• **WORK TO DO**:
Set the pictures aside and set down only the lines from the line holding "det: autumn orange" through the end of the entries below, ends included.

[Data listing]
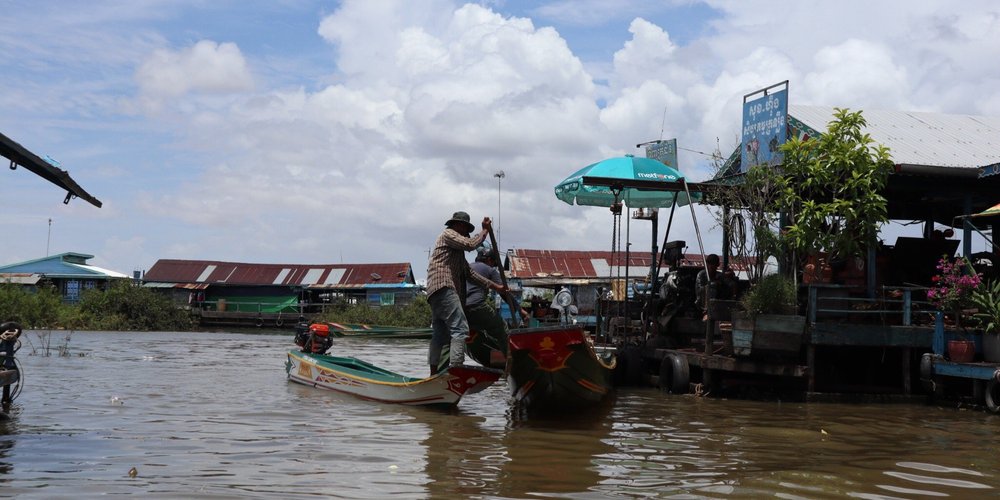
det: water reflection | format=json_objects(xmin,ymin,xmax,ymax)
[
  {"xmin": 0, "ymin": 332, "xmax": 1000, "ymax": 498},
  {"xmin": 490, "ymin": 399, "xmax": 615, "ymax": 498},
  {"xmin": 0, "ymin": 414, "xmax": 18, "ymax": 483}
]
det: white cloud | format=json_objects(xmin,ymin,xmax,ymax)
[
  {"xmin": 135, "ymin": 40, "xmax": 253, "ymax": 110},
  {"xmin": 0, "ymin": 0, "xmax": 1000, "ymax": 276}
]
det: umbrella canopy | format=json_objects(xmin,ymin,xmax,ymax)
[
  {"xmin": 555, "ymin": 155, "xmax": 697, "ymax": 208},
  {"xmin": 972, "ymin": 203, "xmax": 1000, "ymax": 217}
]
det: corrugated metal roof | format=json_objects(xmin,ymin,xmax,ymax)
[
  {"xmin": 507, "ymin": 248, "xmax": 746, "ymax": 283},
  {"xmin": 788, "ymin": 104, "xmax": 1000, "ymax": 168},
  {"xmin": 144, "ymin": 259, "xmax": 415, "ymax": 288},
  {"xmin": 0, "ymin": 273, "xmax": 42, "ymax": 285},
  {"xmin": 507, "ymin": 248, "xmax": 653, "ymax": 279},
  {"xmin": 0, "ymin": 252, "xmax": 129, "ymax": 279}
]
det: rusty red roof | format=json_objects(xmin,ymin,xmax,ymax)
[{"xmin": 144, "ymin": 259, "xmax": 416, "ymax": 288}]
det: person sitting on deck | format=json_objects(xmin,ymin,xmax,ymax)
[
  {"xmin": 695, "ymin": 253, "xmax": 736, "ymax": 320},
  {"xmin": 465, "ymin": 245, "xmax": 528, "ymax": 366}
]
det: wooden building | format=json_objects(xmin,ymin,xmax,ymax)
[
  {"xmin": 143, "ymin": 259, "xmax": 419, "ymax": 326},
  {"xmin": 0, "ymin": 252, "xmax": 131, "ymax": 303}
]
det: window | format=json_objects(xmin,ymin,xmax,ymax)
[{"xmin": 65, "ymin": 280, "xmax": 80, "ymax": 302}]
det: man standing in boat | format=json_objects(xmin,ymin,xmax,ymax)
[{"xmin": 427, "ymin": 212, "xmax": 506, "ymax": 375}]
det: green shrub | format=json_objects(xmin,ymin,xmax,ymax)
[
  {"xmin": 0, "ymin": 283, "xmax": 71, "ymax": 328},
  {"xmin": 78, "ymin": 281, "xmax": 193, "ymax": 331},
  {"xmin": 740, "ymin": 274, "xmax": 798, "ymax": 317}
]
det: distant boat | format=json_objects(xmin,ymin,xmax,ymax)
[
  {"xmin": 285, "ymin": 349, "xmax": 502, "ymax": 406},
  {"xmin": 320, "ymin": 322, "xmax": 432, "ymax": 339},
  {"xmin": 508, "ymin": 325, "xmax": 617, "ymax": 410}
]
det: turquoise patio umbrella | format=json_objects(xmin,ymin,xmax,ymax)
[{"xmin": 555, "ymin": 155, "xmax": 698, "ymax": 208}]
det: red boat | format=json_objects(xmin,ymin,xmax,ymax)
[{"xmin": 508, "ymin": 325, "xmax": 617, "ymax": 410}]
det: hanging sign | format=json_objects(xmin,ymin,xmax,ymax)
[{"xmin": 740, "ymin": 80, "xmax": 788, "ymax": 172}]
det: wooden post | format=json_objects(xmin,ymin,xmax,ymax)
[{"xmin": 806, "ymin": 344, "xmax": 816, "ymax": 392}]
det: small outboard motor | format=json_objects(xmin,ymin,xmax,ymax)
[
  {"xmin": 295, "ymin": 323, "xmax": 333, "ymax": 354},
  {"xmin": 295, "ymin": 321, "xmax": 309, "ymax": 347},
  {"xmin": 0, "ymin": 321, "xmax": 21, "ymax": 370},
  {"xmin": 0, "ymin": 321, "xmax": 21, "ymax": 415}
]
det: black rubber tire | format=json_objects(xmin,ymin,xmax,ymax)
[
  {"xmin": 660, "ymin": 352, "xmax": 691, "ymax": 394},
  {"xmin": 920, "ymin": 352, "xmax": 934, "ymax": 393},
  {"xmin": 622, "ymin": 346, "xmax": 643, "ymax": 386},
  {"xmin": 986, "ymin": 377, "xmax": 1000, "ymax": 413}
]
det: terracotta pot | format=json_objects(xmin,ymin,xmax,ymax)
[
  {"xmin": 948, "ymin": 340, "xmax": 976, "ymax": 363},
  {"xmin": 983, "ymin": 332, "xmax": 1000, "ymax": 363}
]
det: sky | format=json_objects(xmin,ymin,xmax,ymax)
[{"xmin": 0, "ymin": 0, "xmax": 1000, "ymax": 280}]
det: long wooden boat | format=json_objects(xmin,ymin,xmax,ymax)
[
  {"xmin": 323, "ymin": 322, "xmax": 432, "ymax": 339},
  {"xmin": 508, "ymin": 325, "xmax": 617, "ymax": 410},
  {"xmin": 285, "ymin": 349, "xmax": 502, "ymax": 406}
]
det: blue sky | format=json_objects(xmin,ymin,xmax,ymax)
[{"xmin": 0, "ymin": 0, "xmax": 1000, "ymax": 278}]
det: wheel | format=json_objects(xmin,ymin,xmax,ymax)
[
  {"xmin": 614, "ymin": 345, "xmax": 643, "ymax": 386},
  {"xmin": 660, "ymin": 352, "xmax": 691, "ymax": 394},
  {"xmin": 986, "ymin": 377, "xmax": 1000, "ymax": 413},
  {"xmin": 920, "ymin": 352, "xmax": 934, "ymax": 392}
]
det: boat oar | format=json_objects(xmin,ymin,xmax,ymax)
[{"xmin": 489, "ymin": 225, "xmax": 523, "ymax": 326}]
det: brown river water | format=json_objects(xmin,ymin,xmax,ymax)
[{"xmin": 0, "ymin": 331, "xmax": 1000, "ymax": 499}]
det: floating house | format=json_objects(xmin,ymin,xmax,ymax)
[
  {"xmin": 0, "ymin": 252, "xmax": 132, "ymax": 303},
  {"xmin": 636, "ymin": 105, "xmax": 1000, "ymax": 410},
  {"xmin": 143, "ymin": 259, "xmax": 419, "ymax": 326}
]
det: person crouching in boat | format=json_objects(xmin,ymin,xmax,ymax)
[
  {"xmin": 465, "ymin": 244, "xmax": 520, "ymax": 367},
  {"xmin": 427, "ymin": 212, "xmax": 507, "ymax": 375}
]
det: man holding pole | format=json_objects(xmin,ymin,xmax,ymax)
[{"xmin": 427, "ymin": 212, "xmax": 507, "ymax": 375}]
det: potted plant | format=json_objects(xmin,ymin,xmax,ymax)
[
  {"xmin": 777, "ymin": 108, "xmax": 893, "ymax": 281},
  {"xmin": 927, "ymin": 255, "xmax": 981, "ymax": 363},
  {"xmin": 732, "ymin": 274, "xmax": 806, "ymax": 357},
  {"xmin": 972, "ymin": 280, "xmax": 1000, "ymax": 362}
]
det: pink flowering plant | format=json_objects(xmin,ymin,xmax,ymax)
[{"xmin": 927, "ymin": 256, "xmax": 982, "ymax": 311}]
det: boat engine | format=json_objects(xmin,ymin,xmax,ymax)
[
  {"xmin": 295, "ymin": 321, "xmax": 309, "ymax": 347},
  {"xmin": 295, "ymin": 323, "xmax": 333, "ymax": 354}
]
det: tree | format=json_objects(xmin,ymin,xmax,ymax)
[
  {"xmin": 777, "ymin": 108, "xmax": 893, "ymax": 266},
  {"xmin": 709, "ymin": 139, "xmax": 781, "ymax": 284}
]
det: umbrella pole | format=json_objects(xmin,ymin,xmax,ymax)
[{"xmin": 681, "ymin": 178, "xmax": 714, "ymax": 356}]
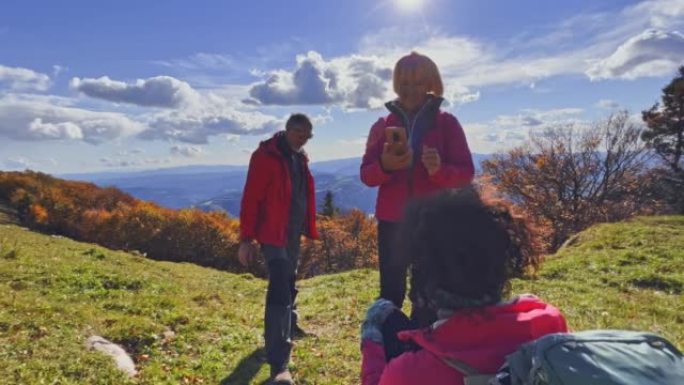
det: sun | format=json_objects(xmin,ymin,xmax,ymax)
[{"xmin": 394, "ymin": 0, "xmax": 424, "ymax": 11}]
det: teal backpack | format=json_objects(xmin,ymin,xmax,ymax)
[{"xmin": 444, "ymin": 330, "xmax": 684, "ymax": 385}]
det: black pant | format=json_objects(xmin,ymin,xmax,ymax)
[
  {"xmin": 380, "ymin": 309, "xmax": 418, "ymax": 362},
  {"xmin": 261, "ymin": 235, "xmax": 300, "ymax": 373},
  {"xmin": 378, "ymin": 220, "xmax": 408, "ymax": 308},
  {"xmin": 378, "ymin": 221, "xmax": 437, "ymax": 328}
]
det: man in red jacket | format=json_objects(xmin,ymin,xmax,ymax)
[{"xmin": 238, "ymin": 114, "xmax": 318, "ymax": 384}]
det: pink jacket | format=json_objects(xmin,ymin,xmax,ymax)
[
  {"xmin": 361, "ymin": 111, "xmax": 474, "ymax": 222},
  {"xmin": 361, "ymin": 296, "xmax": 567, "ymax": 385}
]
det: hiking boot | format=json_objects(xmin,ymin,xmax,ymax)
[
  {"xmin": 290, "ymin": 325, "xmax": 316, "ymax": 340},
  {"xmin": 270, "ymin": 369, "xmax": 294, "ymax": 385}
]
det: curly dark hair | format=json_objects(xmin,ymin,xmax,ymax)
[{"xmin": 400, "ymin": 187, "xmax": 539, "ymax": 308}]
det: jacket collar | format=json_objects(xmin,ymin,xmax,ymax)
[
  {"xmin": 385, "ymin": 95, "xmax": 444, "ymax": 125},
  {"xmin": 259, "ymin": 130, "xmax": 309, "ymax": 162}
]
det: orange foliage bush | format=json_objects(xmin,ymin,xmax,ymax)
[{"xmin": 0, "ymin": 171, "xmax": 377, "ymax": 277}]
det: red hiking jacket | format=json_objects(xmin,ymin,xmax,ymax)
[
  {"xmin": 240, "ymin": 131, "xmax": 318, "ymax": 247},
  {"xmin": 361, "ymin": 111, "xmax": 475, "ymax": 222},
  {"xmin": 361, "ymin": 296, "xmax": 567, "ymax": 385}
]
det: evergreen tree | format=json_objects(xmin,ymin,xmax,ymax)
[
  {"xmin": 641, "ymin": 66, "xmax": 684, "ymax": 213},
  {"xmin": 321, "ymin": 190, "xmax": 340, "ymax": 218}
]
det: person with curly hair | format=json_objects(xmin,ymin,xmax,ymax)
[{"xmin": 361, "ymin": 188, "xmax": 567, "ymax": 385}]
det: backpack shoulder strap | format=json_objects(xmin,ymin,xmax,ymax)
[
  {"xmin": 439, "ymin": 357, "xmax": 496, "ymax": 385},
  {"xmin": 439, "ymin": 357, "xmax": 482, "ymax": 376}
]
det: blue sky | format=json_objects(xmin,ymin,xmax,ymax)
[{"xmin": 0, "ymin": 0, "xmax": 684, "ymax": 173}]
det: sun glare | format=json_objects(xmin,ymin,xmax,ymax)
[{"xmin": 394, "ymin": 0, "xmax": 424, "ymax": 11}]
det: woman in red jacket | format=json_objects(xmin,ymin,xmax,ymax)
[
  {"xmin": 361, "ymin": 52, "xmax": 474, "ymax": 319},
  {"xmin": 361, "ymin": 189, "xmax": 567, "ymax": 385}
]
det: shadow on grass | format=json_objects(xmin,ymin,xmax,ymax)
[{"xmin": 219, "ymin": 348, "xmax": 268, "ymax": 385}]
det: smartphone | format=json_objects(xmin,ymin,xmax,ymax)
[{"xmin": 385, "ymin": 126, "xmax": 408, "ymax": 155}]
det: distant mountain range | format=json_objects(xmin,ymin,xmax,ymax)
[{"xmin": 59, "ymin": 154, "xmax": 490, "ymax": 216}]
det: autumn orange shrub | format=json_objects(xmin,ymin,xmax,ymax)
[{"xmin": 0, "ymin": 171, "xmax": 377, "ymax": 277}]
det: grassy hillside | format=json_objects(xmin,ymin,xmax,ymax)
[{"xmin": 0, "ymin": 214, "xmax": 684, "ymax": 384}]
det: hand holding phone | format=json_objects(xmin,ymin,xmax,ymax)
[{"xmin": 385, "ymin": 126, "xmax": 408, "ymax": 155}]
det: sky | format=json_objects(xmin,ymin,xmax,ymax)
[{"xmin": 0, "ymin": 0, "xmax": 684, "ymax": 174}]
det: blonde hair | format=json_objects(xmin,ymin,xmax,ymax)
[{"xmin": 392, "ymin": 51, "xmax": 444, "ymax": 96}]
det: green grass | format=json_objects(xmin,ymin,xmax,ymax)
[{"xmin": 0, "ymin": 217, "xmax": 684, "ymax": 384}]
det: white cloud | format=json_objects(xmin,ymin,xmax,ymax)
[
  {"xmin": 463, "ymin": 108, "xmax": 584, "ymax": 152},
  {"xmin": 171, "ymin": 145, "xmax": 202, "ymax": 158},
  {"xmin": 155, "ymin": 52, "xmax": 236, "ymax": 70},
  {"xmin": 100, "ymin": 157, "xmax": 171, "ymax": 168},
  {"xmin": 4, "ymin": 156, "xmax": 34, "ymax": 170},
  {"xmin": 0, "ymin": 95, "xmax": 143, "ymax": 144},
  {"xmin": 66, "ymin": 76, "xmax": 282, "ymax": 144},
  {"xmin": 70, "ymin": 76, "xmax": 200, "ymax": 108},
  {"xmin": 3, "ymin": 156, "xmax": 57, "ymax": 170},
  {"xmin": 596, "ymin": 99, "xmax": 620, "ymax": 110},
  {"xmin": 139, "ymin": 100, "xmax": 284, "ymax": 144},
  {"xmin": 250, "ymin": 51, "xmax": 392, "ymax": 108},
  {"xmin": 0, "ymin": 64, "xmax": 50, "ymax": 91},
  {"xmin": 587, "ymin": 29, "xmax": 684, "ymax": 80}
]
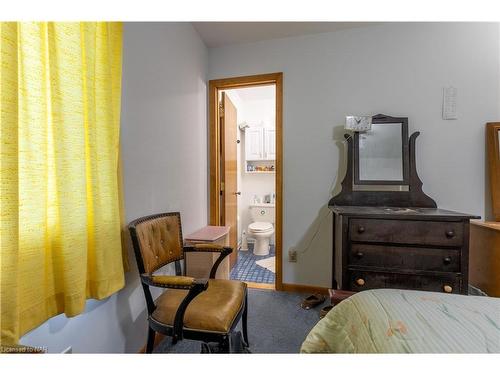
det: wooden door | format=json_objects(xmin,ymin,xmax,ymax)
[{"xmin": 219, "ymin": 93, "xmax": 239, "ymax": 268}]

• **ANSWER FOR THIS EXERCISE**:
det: autumn orange shrub | format=json_objects(xmin,ymin,xmax,ymax)
[{"xmin": 0, "ymin": 171, "xmax": 377, "ymax": 277}]
det: grassy hillside | format=json_objects(xmin,ymin,xmax,ymax)
[{"xmin": 0, "ymin": 214, "xmax": 684, "ymax": 384}]
det: hand holding phone | format=json_objects(xmin,ymin,xmax,ymax)
[{"xmin": 385, "ymin": 126, "xmax": 408, "ymax": 155}]
det: sky | format=json_objects(xmin,ymin,xmax,ymax)
[{"xmin": 0, "ymin": 0, "xmax": 684, "ymax": 174}]
det: blonde hair | format=json_objects(xmin,ymin,xmax,ymax)
[{"xmin": 392, "ymin": 51, "xmax": 444, "ymax": 96}]
det: green grass | format=json_objects(xmin,ymin,xmax,ymax)
[{"xmin": 0, "ymin": 217, "xmax": 684, "ymax": 384}]
det: white cloud | format=json_objects(xmin,ymin,xmax,ymax)
[
  {"xmin": 463, "ymin": 108, "xmax": 584, "ymax": 152},
  {"xmin": 171, "ymin": 145, "xmax": 202, "ymax": 158},
  {"xmin": 155, "ymin": 52, "xmax": 236, "ymax": 70},
  {"xmin": 100, "ymin": 157, "xmax": 171, "ymax": 168},
  {"xmin": 4, "ymin": 156, "xmax": 34, "ymax": 170},
  {"xmin": 0, "ymin": 95, "xmax": 143, "ymax": 144},
  {"xmin": 66, "ymin": 76, "xmax": 282, "ymax": 144},
  {"xmin": 70, "ymin": 76, "xmax": 200, "ymax": 108},
  {"xmin": 3, "ymin": 156, "xmax": 57, "ymax": 170},
  {"xmin": 596, "ymin": 99, "xmax": 620, "ymax": 110},
  {"xmin": 139, "ymin": 100, "xmax": 284, "ymax": 144},
  {"xmin": 250, "ymin": 51, "xmax": 392, "ymax": 108},
  {"xmin": 0, "ymin": 64, "xmax": 50, "ymax": 91},
  {"xmin": 587, "ymin": 29, "xmax": 684, "ymax": 80}
]
det: wooden door | format=json_objects(xmin,ymin,xmax,ymax)
[{"xmin": 219, "ymin": 93, "xmax": 239, "ymax": 268}]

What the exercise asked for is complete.